6) pH: Must comply with the specifications.

7) Weight per ml: Must comply with specifications.

8) Leak test for Ampoules: Ampoules must be leakproof.


Powder for injections is a pure, solid substance (including freeze-dried material) that is distributed in final containers. When shaken with the prescribed volume of the appropriate sterile liquid, it rapidly forms clear and practically particle-free solutions or a uniform suspension.

Standards Test for Powder of injection :

1) Content uniformity: As described under injections.

2) Weight uniformity: This test is not applicable for Powder for injection required to comply with the test for uniformity of content of all active ingredients. The test complies when more than two weights do not deviate from the average weight by more than 10%, and none deviates by more than 20% from 20 samples.

3) Sterility test: It should comply with the test for sterility.

4) Loss of drying: It should comply with specifications.


Use sterile aqueous solutions or emulsions with water as the continuous phase. They are free from pyrogens or Bacterial Endotoxins. They are usually made isotonic with blood and do not contain any antimicrobial preservatives.

The Standard Test for Infusions:

1) Particulate Contamination: Intravenous infusions that are solutions and supplied in a container with a nominal content of 100 ml or more shall comply with the test for particulate matter.

2) Sterility: Shall comply with the test for Sterility.

3) Pyrogen: When no test for bacterial endotoxins is prescribed, intravenous infusions shall comply with the test for pyrogens. Unless otherwise stated in the individual monograph, inject 10 ml per kg of body weight into each animal.

4) Assay of Active ingredients: Shall comply with specifications.

5) pH: Shall comply with specifications.

6) Weight per ml: Shall comply with specifications.

7) Filled/Extractable Volumes: Shall comply with specifications.


Concentrated solutions for injections are sterile solutions intended for administration by injection or by IV infusion only after dilution with a suitable liquid. After diluting these preparations, they should comply with the requirements of tests for injections or infusions as appropriate.


Implants are sterile solid preparations of a specific size and shape designed for implantation into body tissues to release active ingredients over an extended period.

The Standard test for Implants:

  1. Sterility: Must comply with a test for Sterility.

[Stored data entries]
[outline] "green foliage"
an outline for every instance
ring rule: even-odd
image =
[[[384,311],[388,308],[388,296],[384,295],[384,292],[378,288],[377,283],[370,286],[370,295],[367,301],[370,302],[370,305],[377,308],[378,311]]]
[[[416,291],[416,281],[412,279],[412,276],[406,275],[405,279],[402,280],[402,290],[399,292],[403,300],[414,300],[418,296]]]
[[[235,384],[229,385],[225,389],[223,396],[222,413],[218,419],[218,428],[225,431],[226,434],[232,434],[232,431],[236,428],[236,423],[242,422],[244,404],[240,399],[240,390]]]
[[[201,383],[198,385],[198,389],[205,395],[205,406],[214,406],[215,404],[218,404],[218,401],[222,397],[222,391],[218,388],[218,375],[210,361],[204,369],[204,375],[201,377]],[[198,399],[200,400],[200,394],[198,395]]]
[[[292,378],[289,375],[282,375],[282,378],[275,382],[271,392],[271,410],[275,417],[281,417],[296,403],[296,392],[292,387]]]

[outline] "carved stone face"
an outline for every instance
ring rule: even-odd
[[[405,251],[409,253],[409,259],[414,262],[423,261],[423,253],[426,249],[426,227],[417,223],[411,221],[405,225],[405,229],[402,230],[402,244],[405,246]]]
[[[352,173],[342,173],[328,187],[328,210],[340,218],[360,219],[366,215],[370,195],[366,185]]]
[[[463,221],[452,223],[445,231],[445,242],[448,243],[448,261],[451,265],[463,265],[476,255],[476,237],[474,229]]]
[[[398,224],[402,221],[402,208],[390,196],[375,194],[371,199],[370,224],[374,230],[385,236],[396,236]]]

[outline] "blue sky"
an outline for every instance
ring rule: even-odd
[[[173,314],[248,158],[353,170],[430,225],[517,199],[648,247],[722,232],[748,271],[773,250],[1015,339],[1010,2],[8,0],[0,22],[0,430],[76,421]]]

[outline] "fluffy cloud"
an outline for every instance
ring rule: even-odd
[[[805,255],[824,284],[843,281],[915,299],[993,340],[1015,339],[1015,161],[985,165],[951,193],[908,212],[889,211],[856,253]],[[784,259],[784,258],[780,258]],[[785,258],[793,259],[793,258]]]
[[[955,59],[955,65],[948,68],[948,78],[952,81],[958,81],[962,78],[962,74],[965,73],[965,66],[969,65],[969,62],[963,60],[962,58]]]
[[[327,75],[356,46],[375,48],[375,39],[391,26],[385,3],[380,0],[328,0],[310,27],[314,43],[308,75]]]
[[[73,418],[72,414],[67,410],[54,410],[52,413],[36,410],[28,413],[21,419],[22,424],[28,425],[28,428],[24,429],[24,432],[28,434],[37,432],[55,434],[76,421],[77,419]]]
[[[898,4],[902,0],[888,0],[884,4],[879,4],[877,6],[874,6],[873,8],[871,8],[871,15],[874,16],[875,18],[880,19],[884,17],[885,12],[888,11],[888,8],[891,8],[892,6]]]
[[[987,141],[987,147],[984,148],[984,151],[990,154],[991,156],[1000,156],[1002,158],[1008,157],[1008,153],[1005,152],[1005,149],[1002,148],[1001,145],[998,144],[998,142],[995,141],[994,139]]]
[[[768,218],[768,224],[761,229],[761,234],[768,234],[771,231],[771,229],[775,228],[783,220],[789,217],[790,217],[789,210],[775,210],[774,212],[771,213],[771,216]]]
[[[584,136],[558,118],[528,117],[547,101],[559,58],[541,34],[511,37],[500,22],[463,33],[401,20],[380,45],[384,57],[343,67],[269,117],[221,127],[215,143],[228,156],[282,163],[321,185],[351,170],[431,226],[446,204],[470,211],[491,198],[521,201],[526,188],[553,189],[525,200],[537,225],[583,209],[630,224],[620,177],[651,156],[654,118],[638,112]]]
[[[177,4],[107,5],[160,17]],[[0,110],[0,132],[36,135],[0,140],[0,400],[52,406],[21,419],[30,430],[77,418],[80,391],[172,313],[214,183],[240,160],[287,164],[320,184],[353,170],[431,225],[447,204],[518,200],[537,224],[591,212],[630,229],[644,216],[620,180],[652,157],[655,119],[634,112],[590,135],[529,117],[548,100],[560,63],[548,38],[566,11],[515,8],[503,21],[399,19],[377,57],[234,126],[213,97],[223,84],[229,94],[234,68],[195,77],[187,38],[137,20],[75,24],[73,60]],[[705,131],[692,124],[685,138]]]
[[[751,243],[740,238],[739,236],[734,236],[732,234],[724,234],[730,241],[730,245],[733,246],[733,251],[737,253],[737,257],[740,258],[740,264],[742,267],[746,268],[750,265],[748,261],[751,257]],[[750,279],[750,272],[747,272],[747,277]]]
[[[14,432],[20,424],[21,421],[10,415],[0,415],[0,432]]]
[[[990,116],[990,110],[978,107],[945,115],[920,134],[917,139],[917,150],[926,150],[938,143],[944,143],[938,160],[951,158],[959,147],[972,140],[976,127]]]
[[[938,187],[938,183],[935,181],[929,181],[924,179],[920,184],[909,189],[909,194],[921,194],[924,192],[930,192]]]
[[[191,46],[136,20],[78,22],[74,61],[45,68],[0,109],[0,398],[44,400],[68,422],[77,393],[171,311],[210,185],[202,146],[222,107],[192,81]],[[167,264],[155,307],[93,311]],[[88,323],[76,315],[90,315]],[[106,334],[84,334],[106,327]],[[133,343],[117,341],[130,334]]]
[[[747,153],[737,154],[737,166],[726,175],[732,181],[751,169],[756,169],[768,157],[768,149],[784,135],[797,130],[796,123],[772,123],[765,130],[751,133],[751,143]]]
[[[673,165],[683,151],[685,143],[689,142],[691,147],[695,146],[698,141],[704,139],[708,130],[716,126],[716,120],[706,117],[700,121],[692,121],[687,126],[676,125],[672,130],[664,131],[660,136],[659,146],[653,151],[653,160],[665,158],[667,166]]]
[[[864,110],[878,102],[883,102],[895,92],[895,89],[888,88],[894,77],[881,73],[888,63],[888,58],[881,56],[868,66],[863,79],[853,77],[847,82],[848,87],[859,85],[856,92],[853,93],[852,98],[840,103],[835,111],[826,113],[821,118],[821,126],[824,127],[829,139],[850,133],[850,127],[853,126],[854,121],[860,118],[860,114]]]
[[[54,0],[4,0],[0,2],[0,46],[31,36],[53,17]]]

- **Problem**
Write out the passage on injection test standards word for word, starting at "Powder for injections" and ending at "from 20 samples.".

- **Answer box**
Powder for injections is a pure, solid substance (including freeze-dried material) that is distributed in final containers. When shaken with the prescribed volume of the appropriate sterile liquid, it rapidly forms clear and practically particle-free solutions or a uniform suspension.

Standards Test for Powder of injection :

1) Content uniformity: As described under injections.

2) Weight uniformity: This test is not applicable for Powder for injection required to comply with the test for uniformity of content of all active ingredients. The test complies when more than two weights do not deviate from the average weight by more than 10%, and none deviates by more than 20% from 20 samples.